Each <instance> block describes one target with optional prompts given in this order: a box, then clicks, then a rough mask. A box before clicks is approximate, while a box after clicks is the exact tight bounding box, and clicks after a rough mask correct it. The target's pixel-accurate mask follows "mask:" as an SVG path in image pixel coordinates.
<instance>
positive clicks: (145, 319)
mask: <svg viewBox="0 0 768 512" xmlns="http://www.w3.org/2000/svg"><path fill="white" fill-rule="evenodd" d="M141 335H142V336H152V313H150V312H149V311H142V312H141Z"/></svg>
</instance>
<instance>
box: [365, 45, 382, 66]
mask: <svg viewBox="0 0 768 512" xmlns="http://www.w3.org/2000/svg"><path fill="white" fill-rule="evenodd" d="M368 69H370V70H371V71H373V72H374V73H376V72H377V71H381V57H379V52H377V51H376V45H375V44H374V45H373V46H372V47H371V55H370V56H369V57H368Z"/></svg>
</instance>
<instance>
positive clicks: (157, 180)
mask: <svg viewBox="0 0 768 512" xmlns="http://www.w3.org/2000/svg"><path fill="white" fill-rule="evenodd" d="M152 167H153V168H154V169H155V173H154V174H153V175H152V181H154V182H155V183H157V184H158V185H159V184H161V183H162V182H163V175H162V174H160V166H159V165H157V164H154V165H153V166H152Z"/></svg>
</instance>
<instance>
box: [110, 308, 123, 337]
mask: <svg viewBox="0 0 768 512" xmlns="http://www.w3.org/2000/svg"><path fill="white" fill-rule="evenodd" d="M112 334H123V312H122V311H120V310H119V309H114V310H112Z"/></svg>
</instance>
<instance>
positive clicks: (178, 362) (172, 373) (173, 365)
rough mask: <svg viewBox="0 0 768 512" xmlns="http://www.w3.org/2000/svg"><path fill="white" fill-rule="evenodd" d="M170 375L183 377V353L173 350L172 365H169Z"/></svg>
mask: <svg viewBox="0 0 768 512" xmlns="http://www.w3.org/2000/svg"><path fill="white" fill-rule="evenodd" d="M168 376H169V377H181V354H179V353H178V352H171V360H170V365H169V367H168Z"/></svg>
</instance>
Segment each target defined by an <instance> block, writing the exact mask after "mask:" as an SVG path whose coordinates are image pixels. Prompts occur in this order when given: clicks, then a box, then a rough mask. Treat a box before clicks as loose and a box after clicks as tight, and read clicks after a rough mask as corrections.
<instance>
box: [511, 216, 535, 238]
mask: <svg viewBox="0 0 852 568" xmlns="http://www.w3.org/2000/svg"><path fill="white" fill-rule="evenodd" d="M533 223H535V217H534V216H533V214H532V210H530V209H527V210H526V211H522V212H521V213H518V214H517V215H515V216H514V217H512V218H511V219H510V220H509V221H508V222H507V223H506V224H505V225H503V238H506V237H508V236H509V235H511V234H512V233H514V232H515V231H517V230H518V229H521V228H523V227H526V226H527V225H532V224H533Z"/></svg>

┄┄┄┄┄┄┄┄┄┄

**TASK ITEM:**
Give the data again, exactly as it appears above.

**WORKED SOLUTION:**
Each <instance> block describes one target with optional prompts given in this order: a box, then clicks, then a rough mask. A box before clicks is approximate, while a box after clicks is the exact tight bounding box, and clicks after a rough mask correct it. The target's pixel-accurate mask follows "mask:" as an SVG path in image pixel coordinates.
<instance>
positive clicks: (145, 319)
mask: <svg viewBox="0 0 768 512" xmlns="http://www.w3.org/2000/svg"><path fill="white" fill-rule="evenodd" d="M141 335H142V336H152V313H150V312H149V311H142V312H141Z"/></svg>
</instance>
<instance>
box: [365, 45, 382, 66]
mask: <svg viewBox="0 0 768 512" xmlns="http://www.w3.org/2000/svg"><path fill="white" fill-rule="evenodd" d="M368 69H370V70H371V71H373V72H374V73H376V72H377V71H381V57H379V52H377V51H376V45H375V44H374V45H373V46H372V47H371V55H370V56H369V57H368Z"/></svg>
</instance>
<instance>
positive clicks: (157, 180)
mask: <svg viewBox="0 0 768 512" xmlns="http://www.w3.org/2000/svg"><path fill="white" fill-rule="evenodd" d="M152 167H153V168H154V169H155V173H154V174H153V175H152V181H154V182H155V183H157V184H158V185H159V184H161V183H162V182H163V175H162V174H160V166H159V165H157V164H154V165H153V166H152Z"/></svg>
</instance>
<instance>
box: [110, 308, 123, 337]
mask: <svg viewBox="0 0 768 512" xmlns="http://www.w3.org/2000/svg"><path fill="white" fill-rule="evenodd" d="M112 334H123V312H122V311H120V310H119V309H114V310H112Z"/></svg>
</instance>
<instance>
positive clicks: (178, 362) (172, 373) (173, 365)
rough mask: <svg viewBox="0 0 768 512" xmlns="http://www.w3.org/2000/svg"><path fill="white" fill-rule="evenodd" d="M170 375L183 377V353L173 350L172 365H169Z"/></svg>
mask: <svg viewBox="0 0 768 512" xmlns="http://www.w3.org/2000/svg"><path fill="white" fill-rule="evenodd" d="M168 376H169V377H181V354H179V353H178V352H171V360H170V365H169V367H168Z"/></svg>
</instance>
Segment each target defined by an <instance> block, writing the exact mask after "mask:" as an SVG path whose coordinates are image pixels. Prompts occur in this order when given: clicks, then a box, then a rough mask. Treat a box before clicks as loose and a box after clicks as tight, and read clicks after a rough mask as corrections.
<instance>
box: [511, 216, 535, 238]
mask: <svg viewBox="0 0 852 568" xmlns="http://www.w3.org/2000/svg"><path fill="white" fill-rule="evenodd" d="M533 223H535V217H534V216H533V214H532V210H530V209H527V210H526V211H522V212H521V213H518V214H517V215H515V216H514V217H512V218H511V219H510V220H509V221H508V222H507V223H506V224H505V225H503V238H506V237H508V236H509V235H511V234H512V233H514V232H515V231H517V230H518V229H521V228H523V227H526V226H527V225H532V224H533Z"/></svg>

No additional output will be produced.